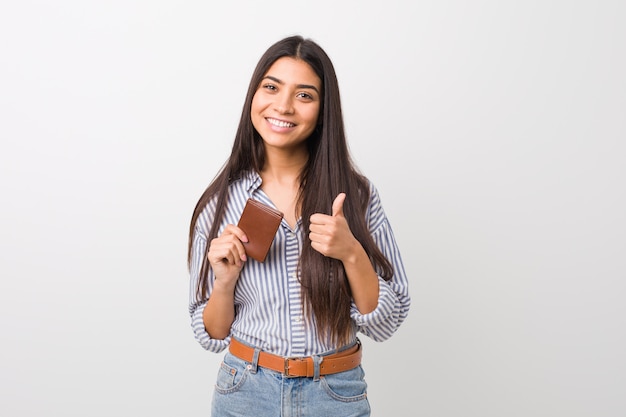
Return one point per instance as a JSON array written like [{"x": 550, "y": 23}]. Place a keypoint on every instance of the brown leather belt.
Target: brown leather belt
[{"x": 331, "y": 364}]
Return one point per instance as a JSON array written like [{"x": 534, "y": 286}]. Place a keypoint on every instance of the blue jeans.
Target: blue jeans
[{"x": 243, "y": 389}]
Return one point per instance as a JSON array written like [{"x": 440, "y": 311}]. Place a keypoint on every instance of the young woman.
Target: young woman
[{"x": 290, "y": 323}]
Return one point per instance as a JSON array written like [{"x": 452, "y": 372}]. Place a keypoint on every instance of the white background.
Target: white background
[{"x": 494, "y": 130}]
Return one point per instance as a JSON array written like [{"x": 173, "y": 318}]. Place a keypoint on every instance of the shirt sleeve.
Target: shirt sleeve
[
  {"x": 393, "y": 298},
  {"x": 196, "y": 304}
]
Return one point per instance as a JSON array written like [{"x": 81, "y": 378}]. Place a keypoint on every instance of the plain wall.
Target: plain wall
[{"x": 494, "y": 131}]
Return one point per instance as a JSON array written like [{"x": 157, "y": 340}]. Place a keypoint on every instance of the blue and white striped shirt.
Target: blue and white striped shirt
[{"x": 268, "y": 303}]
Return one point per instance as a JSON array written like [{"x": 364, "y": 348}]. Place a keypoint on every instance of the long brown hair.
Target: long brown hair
[{"x": 328, "y": 172}]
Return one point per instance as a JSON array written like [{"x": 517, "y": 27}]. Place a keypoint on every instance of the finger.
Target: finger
[
  {"x": 234, "y": 230},
  {"x": 338, "y": 205}
]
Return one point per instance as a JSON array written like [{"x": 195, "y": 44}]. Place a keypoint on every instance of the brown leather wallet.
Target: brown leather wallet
[{"x": 260, "y": 223}]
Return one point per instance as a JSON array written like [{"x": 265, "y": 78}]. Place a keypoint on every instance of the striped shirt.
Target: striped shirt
[{"x": 268, "y": 303}]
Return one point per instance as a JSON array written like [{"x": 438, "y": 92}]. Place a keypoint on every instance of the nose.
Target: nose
[{"x": 283, "y": 104}]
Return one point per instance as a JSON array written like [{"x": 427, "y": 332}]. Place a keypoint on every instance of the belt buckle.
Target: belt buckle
[{"x": 286, "y": 366}]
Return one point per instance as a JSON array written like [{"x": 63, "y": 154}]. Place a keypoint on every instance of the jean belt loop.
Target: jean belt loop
[
  {"x": 317, "y": 360},
  {"x": 255, "y": 360}
]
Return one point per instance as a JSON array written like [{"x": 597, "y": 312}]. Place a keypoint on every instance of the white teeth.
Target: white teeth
[{"x": 280, "y": 123}]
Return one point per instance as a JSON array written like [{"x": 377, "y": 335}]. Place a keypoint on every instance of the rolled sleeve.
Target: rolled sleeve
[
  {"x": 196, "y": 306},
  {"x": 386, "y": 318}
]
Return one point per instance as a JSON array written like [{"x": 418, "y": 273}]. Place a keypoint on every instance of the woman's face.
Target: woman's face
[{"x": 286, "y": 104}]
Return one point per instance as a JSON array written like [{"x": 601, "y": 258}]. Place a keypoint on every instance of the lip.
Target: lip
[{"x": 279, "y": 123}]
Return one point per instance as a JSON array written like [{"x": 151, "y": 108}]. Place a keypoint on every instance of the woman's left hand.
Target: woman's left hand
[{"x": 331, "y": 235}]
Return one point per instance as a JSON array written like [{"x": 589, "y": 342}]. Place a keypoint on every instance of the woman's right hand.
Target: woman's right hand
[{"x": 227, "y": 256}]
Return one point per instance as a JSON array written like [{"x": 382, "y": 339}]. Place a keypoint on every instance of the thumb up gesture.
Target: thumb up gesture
[{"x": 331, "y": 235}]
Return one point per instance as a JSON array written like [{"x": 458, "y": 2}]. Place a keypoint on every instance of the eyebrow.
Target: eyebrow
[{"x": 311, "y": 87}]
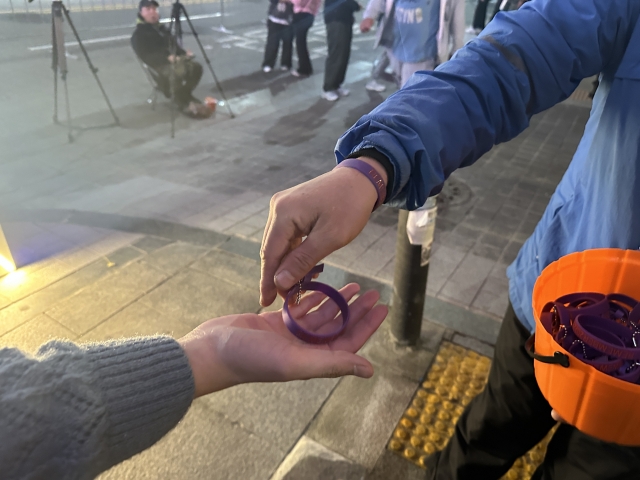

********

### Task:
Copy out all of the material above word for word, leaving out the pictures.

### Solution to this task:
Return one point per instance as a JSON array written like [{"x": 550, "y": 23}]. Place a keypoint on every instance of the brown leather belt.
Target: brown leather belt
[{"x": 331, "y": 364}]
Return one point per instance as a JSON array written like [{"x": 534, "y": 286}]. Place a keypoint on every instance of the blue jeans.
Target: blue jeans
[{"x": 243, "y": 389}]
Return one point per instance as a JSON array written like [{"x": 440, "y": 311}]. Place a keypoint on every instance of the young woman.
Target: young woman
[{"x": 290, "y": 323}]
Return one point per instance as a JSON array written like [{"x": 452, "y": 372}]. Place a keypoint on every instance of the white background.
Target: white background
[{"x": 494, "y": 130}]
Return one point per instance as a JSON array written like [{"x": 173, "y": 318}]. Place a keypoint on every instance of the shirt sleeve.
Target: shirt sleeve
[
  {"x": 393, "y": 298},
  {"x": 196, "y": 304}
]
Return one point per instance as a JSON array written like [{"x": 81, "y": 378}]. Place a keypoint on every instance of the plain wall.
Target: plain wall
[{"x": 494, "y": 131}]
Return one point per instance as a JSON array written like [{"x": 157, "y": 340}]. Place a keypoint on every instance of the blue and white striped shirt.
Target: blue and white striped shirt
[{"x": 268, "y": 303}]
Return one point per instance as a JSON array written like [{"x": 364, "y": 348}]. Place a keypoint on every instance of the long brown hair.
Target: long brown hair
[{"x": 328, "y": 172}]
Return one point per instance as a JSON array written like [{"x": 517, "y": 27}]. Place a keypoint on every instance of the finger.
Target: finger
[
  {"x": 234, "y": 230},
  {"x": 338, "y": 205}
]
Return one point per instance as a JSON array written like [{"x": 195, "y": 44}]. Place a keypoint on every instance of the brown leather wallet.
Target: brown leather wallet
[{"x": 260, "y": 223}]
Return one point per instance as a JSON array written like [{"x": 265, "y": 78}]. Place a keypoint on every instance of the striped shirt.
Target: striped shirt
[{"x": 268, "y": 303}]
Return one point per instance as a JSON array written like [{"x": 438, "y": 92}]. Place a keypoint on every instance of the nose.
Target: nose
[{"x": 283, "y": 104}]
Return one point per instance as a JSON array written like [{"x": 427, "y": 332}]. Place a keypoint on every instance of the belt buckle.
Target: belt buckle
[{"x": 286, "y": 366}]
Return one point per instance as a JSON array written like [{"x": 63, "y": 154}]. Place a keypoint on every instance of the jean belt loop.
Target: jean belt loop
[
  {"x": 317, "y": 360},
  {"x": 255, "y": 360}
]
Return one point per instance as a JSON array written like [{"x": 597, "y": 312}]. Place a keypoint on every instance of the white teeth.
Target: white teeth
[{"x": 280, "y": 123}]
Return one point per instance as a JSON array written like [{"x": 377, "y": 335}]. Place a keypoint on every instance of the rolled sleeve.
Target: rolled sleeve
[
  {"x": 196, "y": 306},
  {"x": 386, "y": 318}
]
Return one point per instance as a JSON array written like [{"x": 418, "y": 273}]. Place a keypoint on every instance of the woman's face.
Target: woman's face
[{"x": 286, "y": 104}]
Return one point per instance as a JSON array written like [{"x": 601, "y": 258}]. Place a keypoint on every instance of the lip.
Target: lip
[{"x": 279, "y": 123}]
Return one point per instance as a JSON array written like [{"x": 151, "y": 108}]. Place a keypoint on every instance of the woman's left hand.
Target: woman's left hand
[{"x": 331, "y": 235}]
Return one point per instance as a JSON array written like [{"x": 589, "y": 342}]. Place a keypoint on every instance of the woman's right hand.
Target: woman's right hand
[{"x": 227, "y": 256}]
Return one point per instance as a JSON array written like [{"x": 382, "y": 339}]. Place a keypoint on every instance of the thumb up gesture.
Target: thumb up gesture
[{"x": 331, "y": 235}]
Return one point per instance as a JSON array written like [{"x": 458, "y": 2}]. Place a keypoint on every instance of the eyebrow.
Target: eyebrow
[{"x": 311, "y": 87}]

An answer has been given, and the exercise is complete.